═══ Given text
The Titanic Orchestra
Pleasance Courtyard
Three stars
Walking The Tightrope
Underbelly Topside
Three stars
Polyphony
Summerhall
Four stars
Neil Cooper
As austerity bites, everyone's looking for a way out. So it is with the four tramps eking out their lives at the abandoned railway station in The Titanic Orchestra, Bulgarian playwright Hristo Boytchev's play, seen here in Russell Bolam's production in a new translation by Steve King. As the quartet dramatise their existence by rehearsing what might happen if a train stopped to pick them up, a quasi-Beckettian landscape emerges as they start to lose faith in the things they can barely imagine anymore.
When an equally shabby huckster turns up on their patch claiming to be a magician called Harry, things appear to be possible again as the motley crew are co-opted into the ultimate vanishing act.
As Harry, John Hannah laces his performance with an affable charm alongside an international cast in the UK premiere of this archly-played curio that questions the nature of reality, fantasy and the things you have to kid yourself about in order to survive.
══════
§ **Challenge 1**
Write out the records, starting at the line containing "trace the outline of every instance of the tree" and ending at the line containing "101 58 L 100", reproducing each line verbatim.
═══ Dataset
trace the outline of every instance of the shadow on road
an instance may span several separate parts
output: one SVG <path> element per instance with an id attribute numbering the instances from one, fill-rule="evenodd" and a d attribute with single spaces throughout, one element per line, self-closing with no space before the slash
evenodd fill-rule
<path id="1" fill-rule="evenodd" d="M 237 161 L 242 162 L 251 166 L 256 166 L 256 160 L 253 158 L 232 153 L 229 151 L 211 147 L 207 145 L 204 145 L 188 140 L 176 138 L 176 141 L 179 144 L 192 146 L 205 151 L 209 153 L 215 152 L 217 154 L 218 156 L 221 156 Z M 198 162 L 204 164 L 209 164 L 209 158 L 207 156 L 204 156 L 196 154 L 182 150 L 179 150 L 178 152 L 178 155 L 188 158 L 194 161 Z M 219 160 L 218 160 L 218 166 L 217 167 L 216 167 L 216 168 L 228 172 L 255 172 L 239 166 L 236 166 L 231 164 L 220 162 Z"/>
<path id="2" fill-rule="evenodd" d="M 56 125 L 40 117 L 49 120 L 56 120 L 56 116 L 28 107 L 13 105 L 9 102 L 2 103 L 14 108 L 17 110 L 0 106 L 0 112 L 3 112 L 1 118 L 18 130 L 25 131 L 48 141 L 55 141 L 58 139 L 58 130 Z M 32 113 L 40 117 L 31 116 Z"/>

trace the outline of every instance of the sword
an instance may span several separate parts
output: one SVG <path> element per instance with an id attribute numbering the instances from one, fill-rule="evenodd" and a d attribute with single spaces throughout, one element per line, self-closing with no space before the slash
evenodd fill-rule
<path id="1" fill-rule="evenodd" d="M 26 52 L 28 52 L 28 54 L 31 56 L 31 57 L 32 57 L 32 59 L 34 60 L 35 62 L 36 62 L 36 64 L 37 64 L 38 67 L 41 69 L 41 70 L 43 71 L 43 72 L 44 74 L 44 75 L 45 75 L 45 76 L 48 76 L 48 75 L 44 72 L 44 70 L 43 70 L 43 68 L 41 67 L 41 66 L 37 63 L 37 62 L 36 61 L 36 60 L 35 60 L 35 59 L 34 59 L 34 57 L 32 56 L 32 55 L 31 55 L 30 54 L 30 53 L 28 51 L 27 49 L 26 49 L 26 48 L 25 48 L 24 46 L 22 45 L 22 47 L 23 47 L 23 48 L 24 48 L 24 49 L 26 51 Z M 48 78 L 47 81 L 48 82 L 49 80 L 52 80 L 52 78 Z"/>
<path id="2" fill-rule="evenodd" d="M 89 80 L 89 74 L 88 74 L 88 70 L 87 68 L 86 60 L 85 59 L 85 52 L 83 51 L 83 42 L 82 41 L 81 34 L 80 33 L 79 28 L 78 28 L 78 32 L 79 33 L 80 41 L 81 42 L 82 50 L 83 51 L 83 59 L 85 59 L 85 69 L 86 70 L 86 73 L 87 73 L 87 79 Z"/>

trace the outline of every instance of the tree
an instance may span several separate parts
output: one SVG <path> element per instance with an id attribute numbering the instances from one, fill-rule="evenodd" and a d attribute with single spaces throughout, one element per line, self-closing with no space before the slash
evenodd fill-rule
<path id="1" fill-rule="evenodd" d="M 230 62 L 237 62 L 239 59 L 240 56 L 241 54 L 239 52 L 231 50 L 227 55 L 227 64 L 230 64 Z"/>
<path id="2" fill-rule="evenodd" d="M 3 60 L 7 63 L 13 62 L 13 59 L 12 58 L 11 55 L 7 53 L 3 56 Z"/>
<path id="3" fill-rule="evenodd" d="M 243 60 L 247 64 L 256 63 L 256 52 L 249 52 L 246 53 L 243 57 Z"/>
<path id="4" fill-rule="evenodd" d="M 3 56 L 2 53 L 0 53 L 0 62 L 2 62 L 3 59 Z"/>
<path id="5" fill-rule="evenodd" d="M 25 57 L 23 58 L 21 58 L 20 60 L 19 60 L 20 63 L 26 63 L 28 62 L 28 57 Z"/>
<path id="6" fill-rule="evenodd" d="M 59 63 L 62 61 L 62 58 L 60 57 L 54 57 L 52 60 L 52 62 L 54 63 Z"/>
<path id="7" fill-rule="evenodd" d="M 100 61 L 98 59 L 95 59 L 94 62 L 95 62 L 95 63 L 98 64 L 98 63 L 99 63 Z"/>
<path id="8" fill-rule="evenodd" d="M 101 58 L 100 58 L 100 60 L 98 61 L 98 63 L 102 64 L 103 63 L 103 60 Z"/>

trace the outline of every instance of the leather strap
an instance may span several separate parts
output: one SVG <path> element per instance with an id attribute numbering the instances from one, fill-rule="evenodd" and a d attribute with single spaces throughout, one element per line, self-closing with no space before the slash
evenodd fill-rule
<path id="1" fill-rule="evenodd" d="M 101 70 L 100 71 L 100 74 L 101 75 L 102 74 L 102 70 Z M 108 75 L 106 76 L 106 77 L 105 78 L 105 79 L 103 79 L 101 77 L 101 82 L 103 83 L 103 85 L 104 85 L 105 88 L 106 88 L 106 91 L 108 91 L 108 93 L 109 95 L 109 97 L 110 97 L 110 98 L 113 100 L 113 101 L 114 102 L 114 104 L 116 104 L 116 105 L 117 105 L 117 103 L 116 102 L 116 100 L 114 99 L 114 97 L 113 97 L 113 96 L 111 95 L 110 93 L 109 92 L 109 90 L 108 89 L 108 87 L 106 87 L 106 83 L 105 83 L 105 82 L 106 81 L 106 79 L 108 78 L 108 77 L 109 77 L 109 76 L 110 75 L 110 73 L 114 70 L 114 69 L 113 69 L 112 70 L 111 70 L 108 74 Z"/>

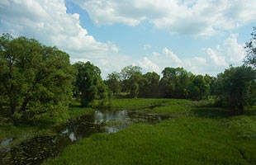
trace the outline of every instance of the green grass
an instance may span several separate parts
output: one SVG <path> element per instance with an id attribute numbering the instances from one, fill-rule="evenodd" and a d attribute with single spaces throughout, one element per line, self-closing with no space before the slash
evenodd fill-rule
<path id="1" fill-rule="evenodd" d="M 168 101 L 170 101 L 170 99 L 147 99 L 147 98 L 113 99 L 111 109 L 140 110 L 152 106 L 162 105 Z"/>
<path id="2" fill-rule="evenodd" d="M 139 104 L 116 101 L 130 107 L 130 102 Z M 44 164 L 256 164 L 255 109 L 230 116 L 224 109 L 168 100 L 164 106 L 138 111 L 173 117 L 155 125 L 135 124 L 116 134 L 94 134 Z"/>
<path id="3" fill-rule="evenodd" d="M 95 110 L 92 108 L 81 108 L 78 103 L 73 101 L 72 105 L 68 110 L 68 113 L 70 116 L 69 120 L 74 120 L 77 117 L 85 116 Z M 8 144 L 0 146 L 1 148 L 4 148 L 9 146 L 15 146 L 19 144 L 21 141 L 32 139 L 36 136 L 47 136 L 53 135 L 55 128 L 64 123 L 52 123 L 40 121 L 35 125 L 14 125 L 12 123 L 0 123 L 0 142 L 9 139 L 14 138 L 14 139 Z"/>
══════
§ **Challenge 2**
Reproduce the passage of the theatre review starting at "When an equally" and ending at "order to survive.", word for word.

§ **Task response 1**
trace the outline of every instance of the tree
an instance may span several separate parts
output: one SVG <path> element per instance with an id attribute numbering the instances from one, fill-rule="evenodd" and a d attribute with single spaces throughout, one element per line, self-closing with no space before the slash
evenodd fill-rule
<path id="1" fill-rule="evenodd" d="M 230 62 L 237 62 L 239 59 L 240 56 L 241 54 L 239 52 L 231 50 L 227 55 L 227 64 L 230 64 Z"/>
<path id="2" fill-rule="evenodd" d="M 3 60 L 7 63 L 13 62 L 13 59 L 12 58 L 11 55 L 7 53 L 3 56 Z"/>
<path id="3" fill-rule="evenodd" d="M 243 60 L 247 64 L 256 63 L 256 52 L 249 52 L 246 53 L 243 57 Z"/>
<path id="4" fill-rule="evenodd" d="M 3 56 L 2 53 L 0 53 L 0 62 L 2 62 L 3 59 Z"/>
<path id="5" fill-rule="evenodd" d="M 25 57 L 23 58 L 21 58 L 20 60 L 19 60 L 20 63 L 26 63 L 28 62 L 28 57 Z"/>
<path id="6" fill-rule="evenodd" d="M 59 63 L 62 61 L 62 58 L 60 57 L 54 57 L 52 60 L 52 62 L 54 63 Z"/>
<path id="7" fill-rule="evenodd" d="M 100 61 L 98 59 L 95 59 L 94 62 L 95 62 L 95 63 L 98 64 L 98 63 L 99 63 Z"/>
<path id="8" fill-rule="evenodd" d="M 101 58 L 100 58 L 100 60 L 98 61 L 98 63 L 102 64 L 103 63 L 103 60 Z"/>

§ **Task response 2**
When an equally shabby huckster turns up on their patch claiming to be a magician called Harry, things appear to be possible again as the motley crew are co-opted into the ultimate vanishing act.
As Harry, John Hannah laces his performance with an affable charm alongside an international cast in the UK premiere of this archly-played curio that questions the nature of reality, fantasy and the things you have to kid yourself about in order to survive.